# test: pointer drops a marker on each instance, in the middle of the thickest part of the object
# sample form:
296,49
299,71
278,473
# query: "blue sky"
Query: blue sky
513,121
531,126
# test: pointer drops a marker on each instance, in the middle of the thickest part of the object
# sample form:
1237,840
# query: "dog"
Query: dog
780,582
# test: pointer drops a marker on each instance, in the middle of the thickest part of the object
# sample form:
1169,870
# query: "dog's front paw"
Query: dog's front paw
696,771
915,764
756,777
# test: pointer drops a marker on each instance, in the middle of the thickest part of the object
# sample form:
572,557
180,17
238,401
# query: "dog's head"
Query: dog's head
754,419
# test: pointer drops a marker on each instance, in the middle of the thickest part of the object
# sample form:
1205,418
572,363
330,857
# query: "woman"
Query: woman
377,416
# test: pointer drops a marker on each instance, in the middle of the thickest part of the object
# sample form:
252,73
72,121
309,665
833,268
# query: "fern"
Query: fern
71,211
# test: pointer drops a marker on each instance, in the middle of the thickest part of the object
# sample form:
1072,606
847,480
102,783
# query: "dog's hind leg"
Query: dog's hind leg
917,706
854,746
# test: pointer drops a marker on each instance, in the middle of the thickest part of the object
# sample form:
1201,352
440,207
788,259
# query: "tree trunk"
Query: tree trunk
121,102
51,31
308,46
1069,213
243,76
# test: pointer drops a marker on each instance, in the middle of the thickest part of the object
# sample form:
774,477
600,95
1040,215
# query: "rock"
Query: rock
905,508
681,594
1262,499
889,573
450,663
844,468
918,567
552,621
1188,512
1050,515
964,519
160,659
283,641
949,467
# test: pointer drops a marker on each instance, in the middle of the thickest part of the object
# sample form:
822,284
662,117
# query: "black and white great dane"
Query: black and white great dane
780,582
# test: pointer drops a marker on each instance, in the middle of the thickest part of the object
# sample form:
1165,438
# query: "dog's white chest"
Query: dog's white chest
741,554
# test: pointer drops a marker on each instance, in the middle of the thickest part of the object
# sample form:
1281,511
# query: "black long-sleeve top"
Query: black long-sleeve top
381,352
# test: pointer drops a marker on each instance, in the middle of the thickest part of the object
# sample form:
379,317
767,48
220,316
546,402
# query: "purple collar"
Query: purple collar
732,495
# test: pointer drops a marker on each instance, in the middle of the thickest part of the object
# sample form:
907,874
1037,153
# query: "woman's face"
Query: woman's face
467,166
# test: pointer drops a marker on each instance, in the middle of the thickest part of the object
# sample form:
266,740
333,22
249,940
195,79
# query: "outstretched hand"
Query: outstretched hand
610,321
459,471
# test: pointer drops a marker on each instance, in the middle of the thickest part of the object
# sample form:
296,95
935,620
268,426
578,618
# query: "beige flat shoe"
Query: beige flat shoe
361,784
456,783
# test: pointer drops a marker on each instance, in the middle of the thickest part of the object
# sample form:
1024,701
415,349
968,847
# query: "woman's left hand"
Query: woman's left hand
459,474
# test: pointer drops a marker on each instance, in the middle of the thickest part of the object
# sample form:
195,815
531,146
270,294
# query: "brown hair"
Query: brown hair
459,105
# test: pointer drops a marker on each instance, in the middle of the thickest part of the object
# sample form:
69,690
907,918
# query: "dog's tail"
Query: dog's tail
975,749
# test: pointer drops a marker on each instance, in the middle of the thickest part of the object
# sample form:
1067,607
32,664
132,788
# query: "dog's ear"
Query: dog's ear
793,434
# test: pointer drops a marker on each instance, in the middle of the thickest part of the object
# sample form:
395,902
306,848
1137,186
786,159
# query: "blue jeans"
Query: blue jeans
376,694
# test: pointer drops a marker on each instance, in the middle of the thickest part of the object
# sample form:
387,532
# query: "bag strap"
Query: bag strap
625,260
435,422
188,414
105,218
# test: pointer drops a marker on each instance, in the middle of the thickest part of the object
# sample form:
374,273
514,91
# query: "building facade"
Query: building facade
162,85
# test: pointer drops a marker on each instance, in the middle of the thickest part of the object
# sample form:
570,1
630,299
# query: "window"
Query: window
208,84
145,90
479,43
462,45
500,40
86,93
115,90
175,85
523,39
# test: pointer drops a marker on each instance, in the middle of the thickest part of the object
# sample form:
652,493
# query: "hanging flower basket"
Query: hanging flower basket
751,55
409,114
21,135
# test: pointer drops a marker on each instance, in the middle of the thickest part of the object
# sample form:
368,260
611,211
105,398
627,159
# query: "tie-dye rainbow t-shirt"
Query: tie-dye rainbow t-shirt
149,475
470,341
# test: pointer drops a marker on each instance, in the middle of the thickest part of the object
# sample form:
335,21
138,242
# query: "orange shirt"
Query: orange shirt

* * *

- [WHAT THE TASK ASKS] Once more, set down the full listing, verbatim.

- [REPLY TO THE TASK]
# test: pointer drops a marker on each instance, in the middle of the thickest part of the object
# sample form:
296,49
299,71
278,473
# query: "blue sky"
Query: blue sky
513,121
531,126
# test: pointer drops a marker on each instance, in the middle of the thickest part of the object
# sample form:
1237,840
# query: "dog"
Query: dog
780,582
# test: pointer drops a marker on each instance, in the middle of the thickest part of the object
# sample form:
1169,870
# query: "dog's front paw"
Query: dog's front paw
696,771
915,764
756,777
# test: pointer drops a marker on each instance, in the middle of the thickest part of the object
# sample form:
572,557
180,17
238,401
# query: "dog's head"
Query: dog's head
754,419
# test: pointer drops a marker on each instance, in the middle of the thickest part of the object
# sample form:
1205,418
572,363
330,857
# query: "woman"
Query: woman
377,416
# test: pointer drops a marker on each instance, in the middle of the thickest part of the object
# sample form:
252,73
72,121
309,665
833,268
# query: "fern"
Query: fern
71,211
# test: pointer drops a marker on each instance, in the middle of the thickest part of the object
# sample form:
1072,606
847,480
102,783
# query: "dog's hind leg"
Query: dog's hind leg
917,706
854,746
# test: pointer drops a marker on each instance, in the middle of the thickest part of the object
# sample form:
1201,352
440,207
788,259
# query: "tree trunk"
Query: tree trunk
121,102
51,31
308,46
1069,213
243,76
# test: pointer drops a marker on each instance, in the middle of the thickest part of the object
# sample form:
774,477
600,95
1040,215
# query: "rock"
Query: rock
905,508
681,594
1262,499
889,573
450,663
844,468
918,567
552,621
1188,512
1050,515
964,519
160,659
283,641
949,467
# test: pointer drops a marker on each instance, in the middle of the thickest part of the object
# sample form:
822,284
662,117
# query: "black and white great dane"
Query: black and white great dane
780,582
# test: pointer drops a marker on each instance, in the middle of the thickest part of the object
# sample form:
1165,438
# query: "dog's white chest"
Query: dog's white chest
741,554
# test: pointer drops a marker on each instance, in the middle of the thickest part of the object
# sample form:
1281,511
# query: "black long-sleeve top"
Query: black long-sleeve top
381,352
# test: pointer drops a marker on each instance, in the middle of the thickest part of the object
# sample form:
379,317
767,48
220,316
546,402
# query: "purple collar"
Query: purple collar
732,495
# test: pointer drops a marker on each instance, in the middle of the thickest part of the object
# sample form:
907,874
1037,153
# query: "woman's face"
Query: woman's face
467,166
# test: pointer drops a marker on each instance, in the middle of the thickest part of the object
# sample form:
266,740
333,22
249,940
195,79
# query: "outstretched hand"
Query: outstretched hand
610,321
459,471
# test: pointer drops a marker on each instance, in the middle of the thickest part of the object
# sample form:
296,95
935,620
268,426
578,618
# query: "beige flat shoe"
Query: beige flat shoe
361,784
456,783
# test: pointer drops a marker on each instance, in the middle of the thickest part of the object
# sample form:
1024,701
415,349
968,847
# query: "woman's left hand"
Query: woman's left hand
459,474
# test: pointer drops a marker on each instance, in the middle of the thickest part of the object
# sample form:
195,815
531,146
270,294
# query: "brown hair"
Query: brown hair
459,105
# test: pointer drops a marker on each instance, in the middle of the thickest part of the object
# sample form:
69,690
907,918
# query: "dog's tail"
Query: dog's tail
975,749
# test: pointer drops a marker on each instance, in the middle of the thickest part of the object
# sample form:
1067,607
32,664
132,788
# query: "dog's ear"
Query: dog's ear
793,434
# test: pointer drops a marker on each instance, in the middle of the thickest part of the object
# sample form:
395,902
306,848
1137,186
786,159
# query: "blue jeans"
Query: blue jeans
376,694
# test: pointer drops a marker on each instance, in the middle of the thickest part of the object
# sample form:
387,532
# query: "bag strap"
Query: bag strap
625,260
435,422
188,414
105,218
# test: pointer drops a marker on each instance, in the middle of the thickest part of the object
# sample form:
374,273
514,91
# query: "building facade"
Query: building facade
162,85
# test: pointer drops a marker on each instance, in the middle of the thickest part of the object
# sample form:
570,1
630,299
# query: "window"
Query: window
208,84
145,90
479,43
462,45
500,40
86,93
115,90
175,85
523,39
# test: pointer drops a marker on each instance, in the middle of the thickest part of the object
# sample form:
652,493
# query: "hanging flower basket"
Query: hanging flower basket
751,55
409,114
21,135
# test: pointer drops a marker on each instance, in the middle of the thickest part of the object
# sample form:
368,260
611,211
105,398
627,159
# query: "tie-dye rainbow t-shirt"
Query: tie-dye rainbow t-shirt
149,475
470,341
# test: pointer drops a marker on each instance, in the middle of the thickest part of the object
# sample form:
335,21
138,242
# query: "orange shirt"
Query: orange shirt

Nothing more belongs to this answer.